PROBLEM >>
Format every line below as a JSON list of strings, one string per line, with blank lines dropped. Leave the pictures out.

EXERCISE INPUTS >>
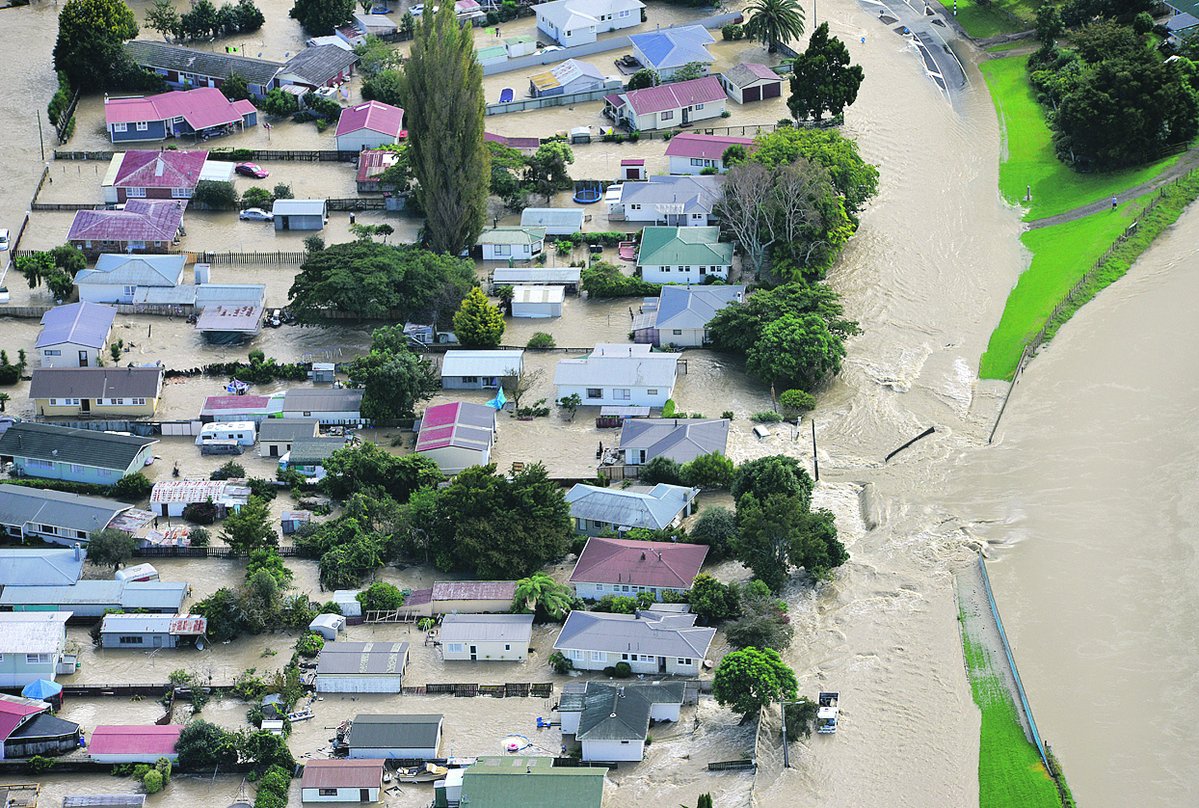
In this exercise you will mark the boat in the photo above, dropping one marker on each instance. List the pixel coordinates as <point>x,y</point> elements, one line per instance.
<point>826,712</point>
<point>426,773</point>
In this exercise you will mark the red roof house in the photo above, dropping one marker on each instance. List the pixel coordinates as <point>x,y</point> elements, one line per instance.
<point>368,126</point>
<point>116,743</point>
<point>157,174</point>
<point>203,110</point>
<point>620,566</point>
<point>668,104</point>
<point>143,227</point>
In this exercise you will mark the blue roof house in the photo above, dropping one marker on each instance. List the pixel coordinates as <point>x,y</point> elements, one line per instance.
<point>669,49</point>
<point>74,336</point>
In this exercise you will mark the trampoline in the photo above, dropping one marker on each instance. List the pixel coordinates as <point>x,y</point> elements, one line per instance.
<point>588,191</point>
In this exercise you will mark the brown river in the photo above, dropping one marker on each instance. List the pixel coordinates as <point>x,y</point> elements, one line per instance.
<point>1082,501</point>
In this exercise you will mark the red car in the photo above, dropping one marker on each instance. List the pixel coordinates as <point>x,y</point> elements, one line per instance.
<point>252,169</point>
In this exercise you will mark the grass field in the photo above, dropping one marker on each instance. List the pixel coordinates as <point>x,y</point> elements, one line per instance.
<point>1010,770</point>
<point>1030,158</point>
<point>1061,254</point>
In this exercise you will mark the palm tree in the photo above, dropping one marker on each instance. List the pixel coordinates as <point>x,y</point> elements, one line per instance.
<point>775,22</point>
<point>540,592</point>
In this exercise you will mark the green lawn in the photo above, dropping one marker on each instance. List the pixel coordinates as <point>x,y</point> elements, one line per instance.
<point>1061,254</point>
<point>982,20</point>
<point>1010,770</point>
<point>1030,158</point>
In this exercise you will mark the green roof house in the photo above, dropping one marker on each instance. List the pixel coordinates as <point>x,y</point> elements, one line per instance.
<point>684,254</point>
<point>520,782</point>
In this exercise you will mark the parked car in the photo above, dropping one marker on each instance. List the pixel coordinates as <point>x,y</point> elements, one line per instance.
<point>252,170</point>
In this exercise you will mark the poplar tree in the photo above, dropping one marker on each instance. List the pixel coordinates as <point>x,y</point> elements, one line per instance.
<point>443,94</point>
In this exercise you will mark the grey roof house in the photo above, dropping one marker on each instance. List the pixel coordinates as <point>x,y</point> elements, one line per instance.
<point>649,641</point>
<point>600,510</point>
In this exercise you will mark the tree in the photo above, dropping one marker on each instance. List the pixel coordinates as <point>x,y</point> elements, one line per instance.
<point>477,323</point>
<point>110,547</point>
<point>443,94</point>
<point>643,78</point>
<point>163,18</point>
<point>375,282</point>
<point>542,596</point>
<point>716,528</point>
<point>90,46</point>
<point>395,378</point>
<point>203,746</point>
<point>823,80</point>
<point>248,528</point>
<point>775,22</point>
<point>380,596</point>
<point>321,17</point>
<point>751,679</point>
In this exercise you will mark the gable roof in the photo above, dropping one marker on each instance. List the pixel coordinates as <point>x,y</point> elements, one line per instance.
<point>203,62</point>
<point>684,246</point>
<point>667,565</point>
<point>20,505</point>
<point>670,96</point>
<point>318,65</point>
<point>30,567</point>
<point>646,632</point>
<point>674,47</point>
<point>160,169</point>
<point>373,115</point>
<point>747,73</point>
<point>140,221</point>
<point>693,307</point>
<point>79,324</point>
<point>621,712</point>
<point>95,383</point>
<point>44,441</point>
<point>633,366</point>
<point>459,423</point>
<point>393,730</point>
<point>709,146</point>
<point>637,506</point>
<point>121,270</point>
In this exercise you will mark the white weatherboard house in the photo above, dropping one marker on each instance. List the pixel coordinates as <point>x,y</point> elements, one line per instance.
<point>578,22</point>
<point>482,369</point>
<point>597,510</point>
<point>610,722</point>
<point>484,637</point>
<point>511,242</point>
<point>395,736</point>
<point>616,374</point>
<point>649,641</point>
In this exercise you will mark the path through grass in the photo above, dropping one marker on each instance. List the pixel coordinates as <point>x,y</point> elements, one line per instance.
<point>1030,158</point>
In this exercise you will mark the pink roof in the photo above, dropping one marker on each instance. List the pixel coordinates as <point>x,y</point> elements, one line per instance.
<point>161,169</point>
<point>372,115</point>
<point>140,221</point>
<point>675,96</point>
<point>13,713</point>
<point>709,146</point>
<point>124,740</point>
<point>643,564</point>
<point>202,108</point>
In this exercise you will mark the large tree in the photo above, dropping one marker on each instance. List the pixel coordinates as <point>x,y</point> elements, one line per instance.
<point>372,281</point>
<point>320,17</point>
<point>395,378</point>
<point>775,22</point>
<point>90,46</point>
<point>823,79</point>
<point>443,94</point>
<point>751,679</point>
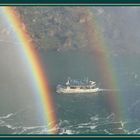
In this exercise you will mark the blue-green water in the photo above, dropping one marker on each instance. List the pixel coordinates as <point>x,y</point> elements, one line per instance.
<point>79,113</point>
<point>88,113</point>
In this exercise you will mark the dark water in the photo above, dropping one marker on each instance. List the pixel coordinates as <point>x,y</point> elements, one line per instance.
<point>88,113</point>
<point>80,113</point>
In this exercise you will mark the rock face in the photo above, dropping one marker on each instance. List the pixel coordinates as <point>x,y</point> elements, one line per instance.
<point>64,28</point>
<point>55,28</point>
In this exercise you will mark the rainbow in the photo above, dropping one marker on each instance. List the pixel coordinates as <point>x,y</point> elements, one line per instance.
<point>31,56</point>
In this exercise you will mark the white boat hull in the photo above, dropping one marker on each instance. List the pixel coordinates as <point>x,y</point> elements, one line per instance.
<point>72,91</point>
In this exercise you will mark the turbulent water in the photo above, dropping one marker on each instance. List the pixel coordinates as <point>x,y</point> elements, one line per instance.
<point>83,113</point>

RESPONSE TO THIS EXERCISE >>
[
  "In this exercise you will mark the boat in the photo above, dropping one marker on each instance. List the pixel coordinates as <point>x,y</point> elements, one line per instance.",
  "<point>826,712</point>",
  "<point>426,773</point>",
  "In this exercise you will mark the red roof house in the photo above, dropping one marker on each instance. List the pixel coordinates as <point>x,y</point> elements, one line per instance.",
  "<point>368,126</point>",
  "<point>116,743</point>",
  "<point>157,174</point>",
  "<point>203,110</point>",
  "<point>620,566</point>",
  "<point>668,104</point>",
  "<point>143,227</point>",
  "In this exercise you will mark the blue roof house in the photo above, dropping one marker on each instance. List the pixel coordinates as <point>x,y</point> elements, one line per instance.",
  "<point>669,49</point>",
  "<point>74,336</point>",
  "In this exercise you will mark the trampoline in the photo above, dropping one marker on each instance. List the pixel coordinates as <point>x,y</point> elements, one line per instance.",
  "<point>588,191</point>",
  "In this exercise you will mark the brown river in the photo above, dropping one marker on each instance. List the pixel coordinates as <point>x,y</point> elements, one line per instance.",
  "<point>1082,501</point>",
  "In this exercise you will mark the red car in the photo above, dropping one marker on each instance. List the pixel coordinates as <point>x,y</point> elements, one line per instance.",
  "<point>252,169</point>",
  "In this exercise you will mark the grass field in the photo above, dropping one marker on each instance. List the pixel coordinates as <point>x,y</point> elements, one line per instance.",
  "<point>1010,770</point>",
  "<point>1030,158</point>",
  "<point>1061,254</point>",
  "In this exercise you will mark the palm tree in the photo above, dropping one marker on each instance. List the pixel coordinates as <point>x,y</point> elements, one line per instance.",
  "<point>775,22</point>",
  "<point>540,592</point>",
  "In this exercise you will mark the green lawn in the photo above, dropping one marker on each instance. List the pixel coordinates as <point>x,y</point> elements, one line per instance.",
  "<point>1061,254</point>",
  "<point>982,20</point>",
  "<point>1010,770</point>",
  "<point>1030,158</point>",
  "In this exercise you will mark the green roof house in the photo above, dropping one marker on each instance. List the pixel coordinates as <point>x,y</point> elements, one line per instance.",
  "<point>684,254</point>",
  "<point>520,782</point>",
  "In this exercise you will mark the parked car in the photo above, dropping one marker on each instance. List the pixel coordinates as <point>x,y</point> elements, one line per instance.",
  "<point>252,170</point>",
  "In this exercise you will mark the poplar tree in the photo above, dropping one marker on each instance. List the pixel coordinates as <point>x,y</point> elements, one line per instance.",
  "<point>443,94</point>",
  "In this exercise you will mark the grey roof house in the photo above, dropping one marker on each instance. List the pixel coordinates as <point>x,y</point> elements, one line per instance.",
  "<point>649,641</point>",
  "<point>600,510</point>",
  "In this exercise you will mark the tree in the photo above, dropping one marker on each instance. List the pixel coordinates as <point>x,y</point> elements, one line per instance.",
  "<point>477,323</point>",
  "<point>110,547</point>",
  "<point>443,94</point>",
  "<point>643,78</point>",
  "<point>163,18</point>",
  "<point>375,282</point>",
  "<point>542,596</point>",
  "<point>716,528</point>",
  "<point>90,46</point>",
  "<point>395,378</point>",
  "<point>203,746</point>",
  "<point>823,80</point>",
  "<point>248,528</point>",
  "<point>775,22</point>",
  "<point>380,596</point>",
  "<point>321,17</point>",
  "<point>751,679</point>",
  "In this exercise you will mark the gable roof in the photo above, dropping one marker on each instance. List the pixel coordinates as <point>x,y</point> elements, one line per instance.",
  "<point>203,62</point>",
  "<point>684,246</point>",
  "<point>667,565</point>",
  "<point>20,505</point>",
  "<point>670,96</point>",
  "<point>318,65</point>",
  "<point>30,567</point>",
  "<point>646,632</point>",
  "<point>674,47</point>",
  "<point>160,169</point>",
  "<point>373,115</point>",
  "<point>747,73</point>",
  "<point>140,221</point>",
  "<point>693,307</point>",
  "<point>79,324</point>",
  "<point>621,712</point>",
  "<point>95,383</point>",
  "<point>44,441</point>",
  "<point>633,366</point>",
  "<point>459,423</point>",
  "<point>393,730</point>",
  "<point>709,146</point>",
  "<point>637,506</point>",
  "<point>121,270</point>",
  "In this exercise you will mark the white weatherboard house in the photo above, dropping one marker on each instance. List the pixel coordinates as <point>x,y</point> elements, one line per instance.",
  "<point>578,22</point>",
  "<point>482,369</point>",
  "<point>597,510</point>",
  "<point>610,722</point>",
  "<point>484,637</point>",
  "<point>511,242</point>",
  "<point>395,736</point>",
  "<point>616,374</point>",
  "<point>649,641</point>",
  "In this exercise you will mark the path through grass in the photo above, dropping one marker on each instance. List the pixel coordinates as <point>x,y</point> elements, one line per instance.",
  "<point>1030,158</point>",
  "In this exercise you will mark the pink roof in the photo above, dropping one marker on each instance. List the pixel coordinates as <point>x,y</point> elements, one line per instance.",
  "<point>161,169</point>",
  "<point>372,115</point>",
  "<point>140,221</point>",
  "<point>675,96</point>",
  "<point>13,713</point>",
  "<point>709,146</point>",
  "<point>124,740</point>",
  "<point>643,564</point>",
  "<point>202,108</point>",
  "In this exercise you will mark the large tree in the photo above, dropping one marker on each instance. List the pixel coordinates as <point>x,y</point> elements, one line per instance.",
  "<point>372,281</point>",
  "<point>320,17</point>",
  "<point>395,378</point>",
  "<point>775,22</point>",
  "<point>90,46</point>",
  "<point>823,79</point>",
  "<point>443,94</point>",
  "<point>751,679</point>",
  "In this exercise you will mark the blue-green water in the photo above, dropping one marker on each instance. List the pixel coordinates as <point>x,y</point> elements, one line per instance.",
  "<point>79,113</point>",
  "<point>88,113</point>",
  "In this exercise you will mark the dark water in the photo above, dropping one marker on each instance. List the pixel coordinates as <point>x,y</point> elements, one line per instance.",
  "<point>88,113</point>",
  "<point>80,113</point>",
  "In this exercise you will mark the rock face in the photo above, dropping one marker on each instance. List the pixel coordinates as <point>x,y</point> elements, one line per instance.",
  "<point>64,28</point>",
  "<point>55,28</point>",
  "In this exercise you will mark the rainbow in the photo above, dropping one marker on each instance. List the pixel coordinates as <point>x,y</point> elements, one line per instance.",
  "<point>31,56</point>",
  "In this exercise you will mark the white boat hull in the photo above, dropping one marker on each instance. List the pixel coordinates as <point>x,y</point> elements, one line per instance.",
  "<point>72,91</point>",
  "In this exercise you will mark the turbulent water in the photo above, dropping one marker on each instance. List the pixel coordinates as <point>x,y</point> elements, one line per instance.",
  "<point>83,113</point>"
]